What the task requires >> Output range, inclusive: from the line containing "Detection query: flat stone slab" to the line containing "Detection query: metal lamp post". Restate those lines from the data below word for word and only those.

Material to process >>
┌──

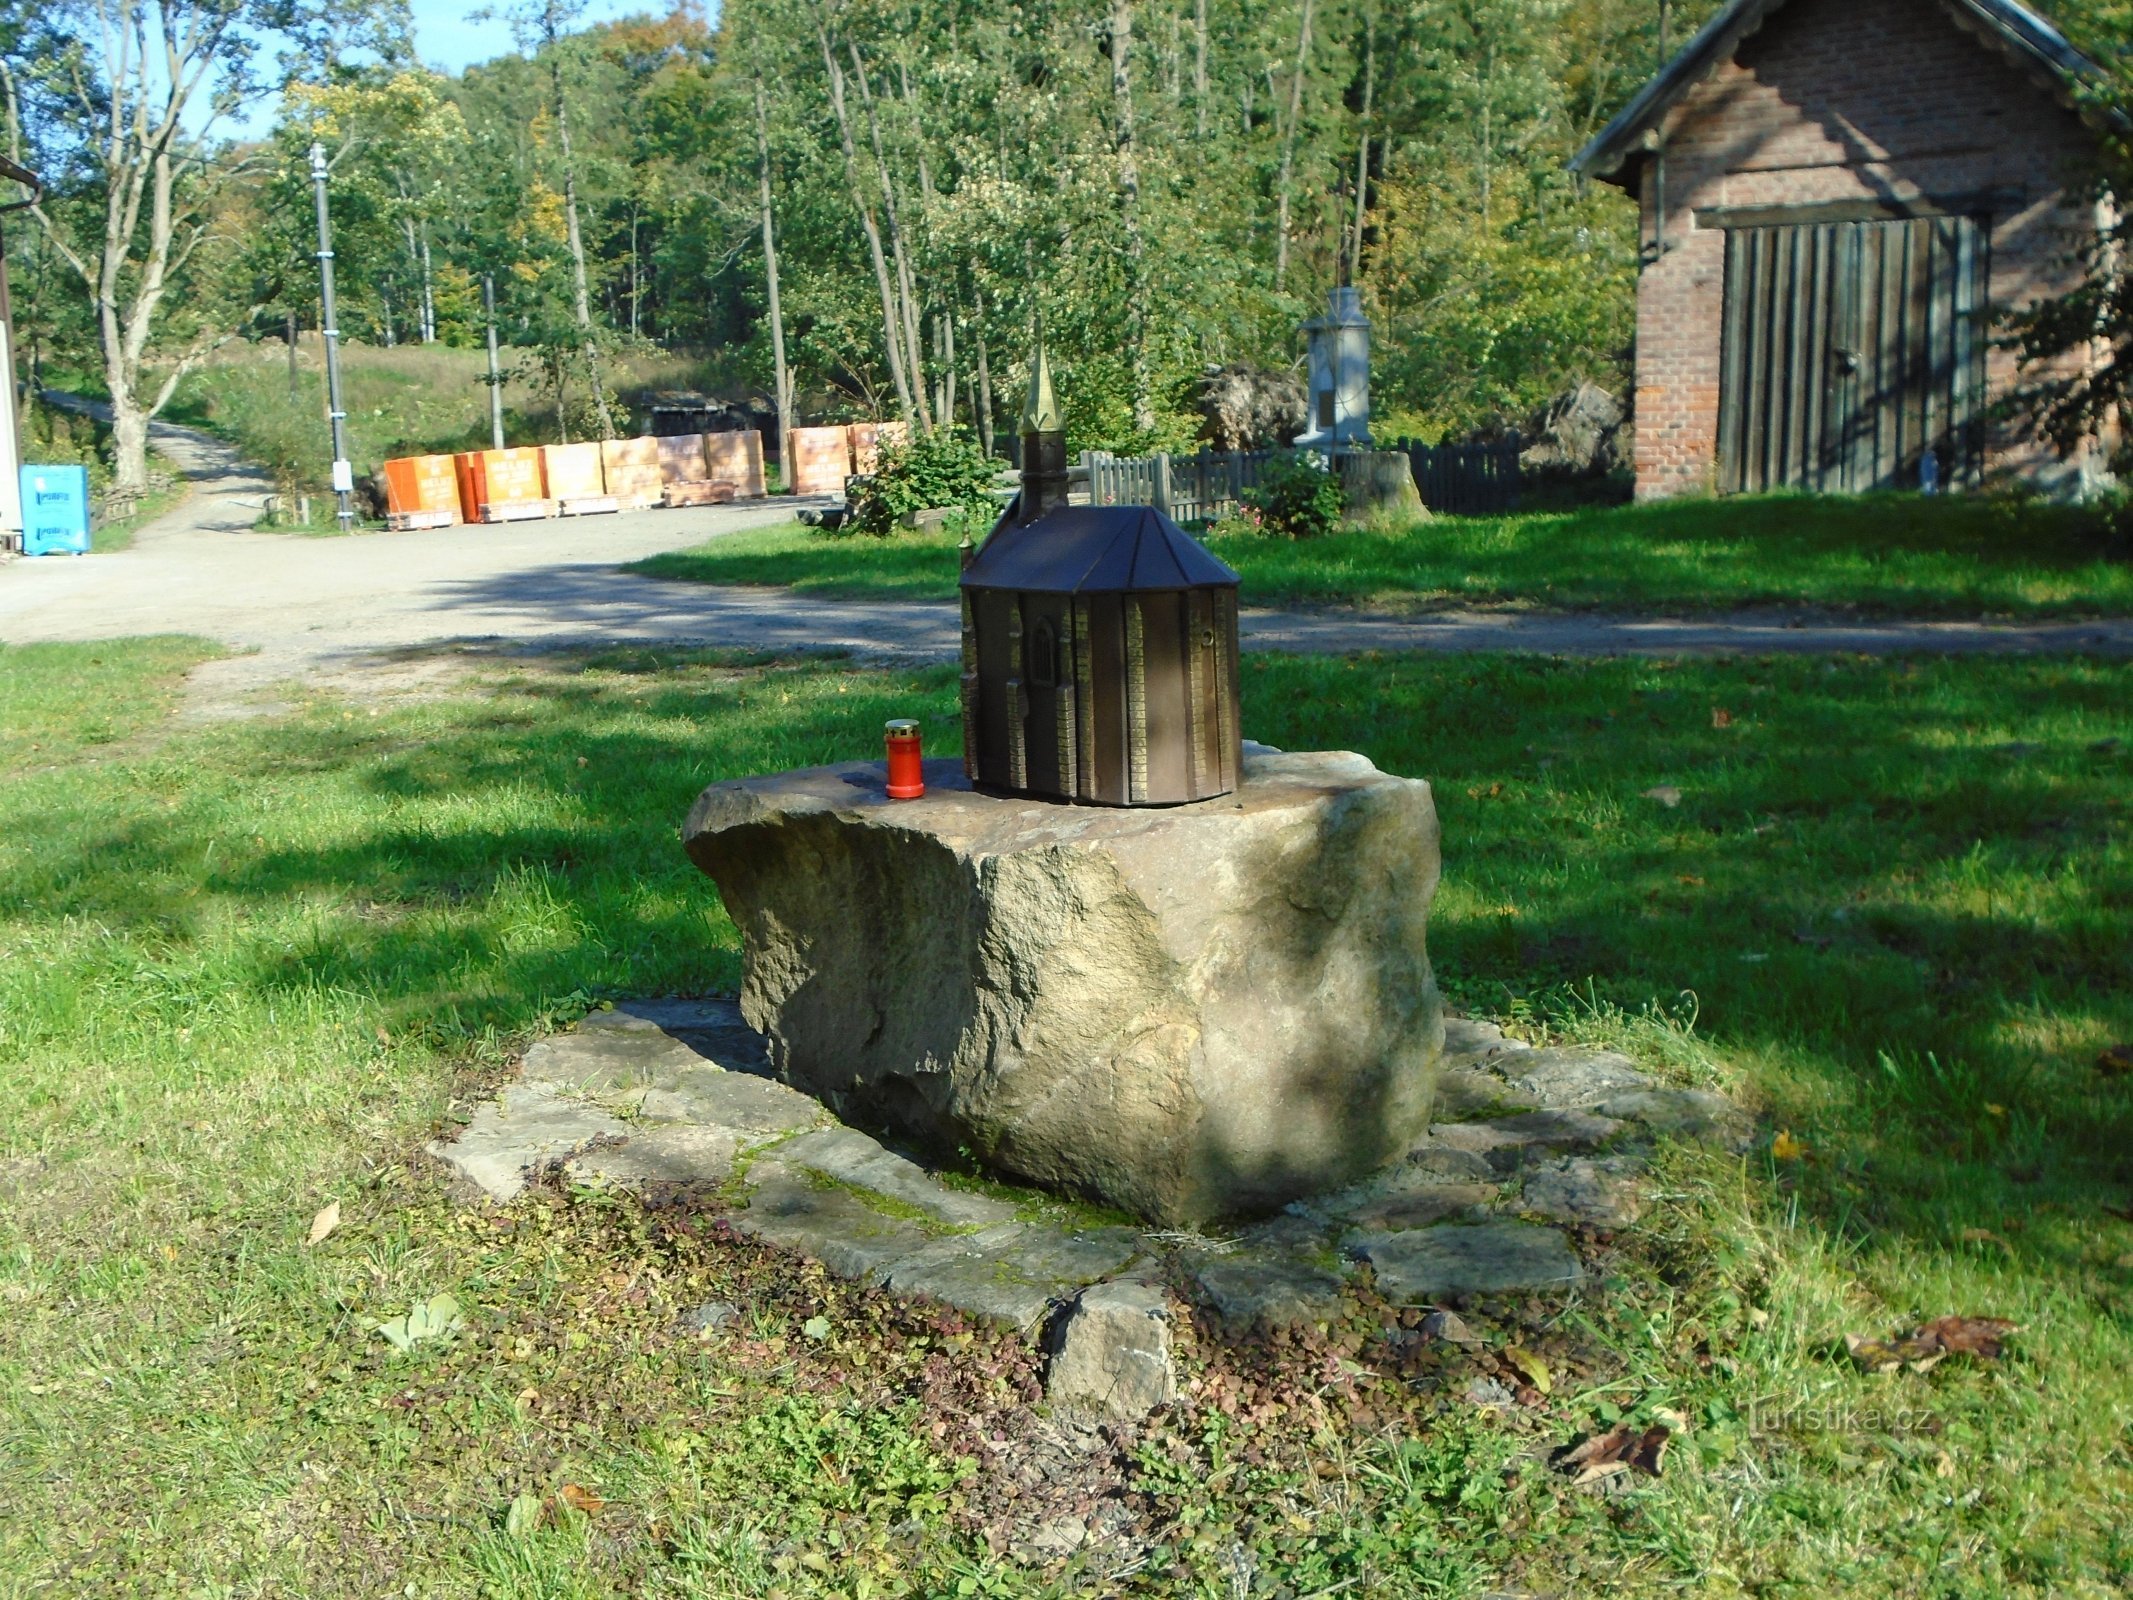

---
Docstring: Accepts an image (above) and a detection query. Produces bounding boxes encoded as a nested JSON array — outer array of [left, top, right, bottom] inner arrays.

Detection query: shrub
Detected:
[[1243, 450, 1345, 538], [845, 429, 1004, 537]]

└──
┌──

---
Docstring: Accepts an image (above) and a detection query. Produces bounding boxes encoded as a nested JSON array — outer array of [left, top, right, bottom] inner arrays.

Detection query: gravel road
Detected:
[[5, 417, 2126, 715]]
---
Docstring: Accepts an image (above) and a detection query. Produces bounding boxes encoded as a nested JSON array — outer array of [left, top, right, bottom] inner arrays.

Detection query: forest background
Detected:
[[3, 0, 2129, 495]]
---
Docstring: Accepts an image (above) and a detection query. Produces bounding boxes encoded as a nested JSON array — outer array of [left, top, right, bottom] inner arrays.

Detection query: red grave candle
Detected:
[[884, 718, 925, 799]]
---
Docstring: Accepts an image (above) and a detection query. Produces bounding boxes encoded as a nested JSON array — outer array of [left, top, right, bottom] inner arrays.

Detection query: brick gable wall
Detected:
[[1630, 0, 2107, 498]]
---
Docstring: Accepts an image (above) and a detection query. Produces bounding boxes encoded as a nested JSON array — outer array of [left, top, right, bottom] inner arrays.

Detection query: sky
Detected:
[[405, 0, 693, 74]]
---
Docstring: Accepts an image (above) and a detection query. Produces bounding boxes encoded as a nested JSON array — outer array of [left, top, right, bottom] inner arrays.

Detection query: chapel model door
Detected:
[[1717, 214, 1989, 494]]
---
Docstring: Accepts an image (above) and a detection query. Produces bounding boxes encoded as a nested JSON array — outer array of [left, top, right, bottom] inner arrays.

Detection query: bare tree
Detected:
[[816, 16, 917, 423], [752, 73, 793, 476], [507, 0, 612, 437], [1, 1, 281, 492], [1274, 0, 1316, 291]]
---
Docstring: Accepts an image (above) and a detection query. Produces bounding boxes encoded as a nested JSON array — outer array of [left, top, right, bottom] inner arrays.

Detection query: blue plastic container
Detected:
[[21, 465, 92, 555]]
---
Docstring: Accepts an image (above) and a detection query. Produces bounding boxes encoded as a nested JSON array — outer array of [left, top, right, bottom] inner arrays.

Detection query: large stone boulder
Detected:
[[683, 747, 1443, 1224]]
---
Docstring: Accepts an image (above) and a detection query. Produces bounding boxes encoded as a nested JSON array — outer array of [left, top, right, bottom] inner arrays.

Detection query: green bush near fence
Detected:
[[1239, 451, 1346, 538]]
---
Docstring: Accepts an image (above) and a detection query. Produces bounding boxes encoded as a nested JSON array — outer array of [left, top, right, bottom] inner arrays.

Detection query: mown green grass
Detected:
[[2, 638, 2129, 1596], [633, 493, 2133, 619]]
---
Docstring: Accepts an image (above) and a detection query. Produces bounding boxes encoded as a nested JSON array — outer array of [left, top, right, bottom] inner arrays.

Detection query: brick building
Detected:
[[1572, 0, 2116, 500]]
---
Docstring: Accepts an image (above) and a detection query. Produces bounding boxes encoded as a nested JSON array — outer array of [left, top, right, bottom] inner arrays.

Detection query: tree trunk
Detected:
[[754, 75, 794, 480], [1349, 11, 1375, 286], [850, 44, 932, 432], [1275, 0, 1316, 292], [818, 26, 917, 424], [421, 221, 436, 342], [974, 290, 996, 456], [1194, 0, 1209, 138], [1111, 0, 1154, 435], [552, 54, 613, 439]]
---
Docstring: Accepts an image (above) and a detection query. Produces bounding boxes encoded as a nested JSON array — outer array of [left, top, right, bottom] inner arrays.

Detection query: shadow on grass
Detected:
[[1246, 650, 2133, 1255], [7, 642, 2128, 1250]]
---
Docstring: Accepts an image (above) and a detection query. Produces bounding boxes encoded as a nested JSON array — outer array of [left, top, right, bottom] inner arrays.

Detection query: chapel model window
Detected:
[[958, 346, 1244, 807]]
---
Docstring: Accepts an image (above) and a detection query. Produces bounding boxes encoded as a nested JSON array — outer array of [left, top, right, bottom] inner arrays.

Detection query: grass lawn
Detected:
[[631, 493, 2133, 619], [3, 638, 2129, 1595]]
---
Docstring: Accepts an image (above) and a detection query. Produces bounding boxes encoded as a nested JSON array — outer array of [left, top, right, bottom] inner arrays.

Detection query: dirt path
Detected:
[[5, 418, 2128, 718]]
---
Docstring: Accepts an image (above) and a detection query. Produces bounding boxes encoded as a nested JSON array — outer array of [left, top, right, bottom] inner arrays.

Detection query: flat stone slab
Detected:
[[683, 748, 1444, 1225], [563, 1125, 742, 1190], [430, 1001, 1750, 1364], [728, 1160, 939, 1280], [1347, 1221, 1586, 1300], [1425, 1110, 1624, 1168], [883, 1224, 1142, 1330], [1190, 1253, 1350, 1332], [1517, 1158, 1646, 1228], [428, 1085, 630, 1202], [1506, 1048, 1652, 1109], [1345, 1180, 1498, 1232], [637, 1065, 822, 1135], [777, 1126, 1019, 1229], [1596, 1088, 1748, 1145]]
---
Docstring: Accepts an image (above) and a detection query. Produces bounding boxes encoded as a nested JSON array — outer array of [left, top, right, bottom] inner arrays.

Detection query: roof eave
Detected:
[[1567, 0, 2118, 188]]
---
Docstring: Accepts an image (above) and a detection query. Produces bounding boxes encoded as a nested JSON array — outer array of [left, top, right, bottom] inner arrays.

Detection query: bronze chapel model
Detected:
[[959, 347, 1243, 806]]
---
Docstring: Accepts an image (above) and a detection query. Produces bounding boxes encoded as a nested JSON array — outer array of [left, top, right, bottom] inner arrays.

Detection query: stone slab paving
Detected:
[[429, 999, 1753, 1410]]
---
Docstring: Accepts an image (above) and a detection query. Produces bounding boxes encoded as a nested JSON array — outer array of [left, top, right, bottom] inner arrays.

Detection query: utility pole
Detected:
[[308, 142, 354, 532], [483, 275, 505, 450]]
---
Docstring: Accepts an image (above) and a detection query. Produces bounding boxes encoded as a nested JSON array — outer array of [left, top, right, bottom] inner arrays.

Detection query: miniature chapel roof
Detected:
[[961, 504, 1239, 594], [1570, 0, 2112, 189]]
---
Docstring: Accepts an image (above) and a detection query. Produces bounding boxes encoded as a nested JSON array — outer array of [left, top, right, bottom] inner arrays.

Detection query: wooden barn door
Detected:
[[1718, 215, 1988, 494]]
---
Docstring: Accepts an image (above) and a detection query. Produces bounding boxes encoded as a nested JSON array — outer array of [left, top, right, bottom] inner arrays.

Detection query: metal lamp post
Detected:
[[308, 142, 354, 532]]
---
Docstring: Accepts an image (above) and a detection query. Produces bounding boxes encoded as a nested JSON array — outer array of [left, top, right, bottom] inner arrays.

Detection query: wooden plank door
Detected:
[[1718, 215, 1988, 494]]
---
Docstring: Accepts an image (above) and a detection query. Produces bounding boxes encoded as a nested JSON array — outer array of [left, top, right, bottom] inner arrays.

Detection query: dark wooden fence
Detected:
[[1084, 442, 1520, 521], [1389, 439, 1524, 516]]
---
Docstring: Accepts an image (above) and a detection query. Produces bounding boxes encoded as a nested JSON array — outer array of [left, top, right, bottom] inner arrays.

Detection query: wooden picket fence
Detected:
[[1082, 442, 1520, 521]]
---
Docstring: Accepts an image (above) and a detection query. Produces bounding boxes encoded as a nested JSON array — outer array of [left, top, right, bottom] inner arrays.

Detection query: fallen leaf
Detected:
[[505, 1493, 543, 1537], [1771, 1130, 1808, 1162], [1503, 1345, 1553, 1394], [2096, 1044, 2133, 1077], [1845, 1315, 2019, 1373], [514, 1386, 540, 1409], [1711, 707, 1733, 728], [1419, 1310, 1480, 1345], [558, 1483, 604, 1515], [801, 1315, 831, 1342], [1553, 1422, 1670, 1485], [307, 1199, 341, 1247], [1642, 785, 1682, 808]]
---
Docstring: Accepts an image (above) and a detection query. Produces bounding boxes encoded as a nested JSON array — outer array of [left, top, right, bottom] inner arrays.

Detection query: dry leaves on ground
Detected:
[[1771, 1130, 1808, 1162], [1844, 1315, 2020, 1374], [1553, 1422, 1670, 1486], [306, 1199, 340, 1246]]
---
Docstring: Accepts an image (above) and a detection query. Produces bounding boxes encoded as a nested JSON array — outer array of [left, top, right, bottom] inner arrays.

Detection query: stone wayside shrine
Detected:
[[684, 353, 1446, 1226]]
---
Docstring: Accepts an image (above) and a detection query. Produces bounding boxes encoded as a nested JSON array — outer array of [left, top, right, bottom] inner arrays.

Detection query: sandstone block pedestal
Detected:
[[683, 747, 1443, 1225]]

└──

Result >>
Detection query: flat stone slab
Detected:
[[683, 748, 1444, 1225], [563, 1125, 742, 1190], [430, 1001, 1750, 1364], [728, 1160, 939, 1280], [1347, 1221, 1586, 1300], [1425, 1110, 1624, 1168], [883, 1224, 1142, 1330], [1190, 1253, 1350, 1332], [1517, 1158, 1646, 1228], [428, 1085, 630, 1202], [1506, 1048, 1652, 1109], [1345, 1180, 1498, 1232], [637, 1065, 822, 1135], [777, 1126, 1019, 1229], [1596, 1088, 1748, 1145]]
---
Docstring: Accepts an image (above) and a detection query. Produces bounding boxes encoded as a nested JSON array — outer array of [left, top, right, bottom] inner arrays.

Detection query: roof eave
Detected:
[[1567, 0, 2118, 188]]
---
Docstring: Accepts an image (above) and a detection query. Produces bounding boxes encoded as a nested JSON array — outer array of [left, top, right, bottom] inner arrays.

Detection query: bronze chapel model
Detected:
[[959, 347, 1243, 806]]
---
Docstring: Accepts an image (above) and a detection query. Produces bounding boxes encoded as a nested JSON array — outer array of [left, top, right, bottom] inner arrays.

Detection query: stone slab paving
Detected:
[[429, 999, 1753, 1410]]
---
Docstring: Accepts an image (above) and a detection query. Produces bounding boxes encoded as a nested JSON array — outer array of [left, top, right, bottom] inner arrays.

Detection query: utility pole
Detected:
[[308, 142, 354, 532], [483, 275, 505, 450]]
---
Docstring: Accepts an image (above) and a detection query. Produces bounding boxes encoded as a nested JSON array — outer array of [left, top, right, bottom] inner arrays.

Detection query: miniature chapel roof
Detected:
[[961, 504, 1239, 594], [1570, 0, 2112, 189]]
---
Docstring: Accepts an image (above) and a detection query. Produces bounding boxes encoded as a nested JSON array — outer array of [left, top, right, bottom] inner arrays.

Detection query: wooden barn door
Detected:
[[1718, 215, 1988, 494]]
---
Docstring: Accepts an image (above) and a detection query. Produces bounding boxes encoded as a nested JSON array — outer array of [left, top, right, bottom] inner arrays.

Detection query: metal lamp post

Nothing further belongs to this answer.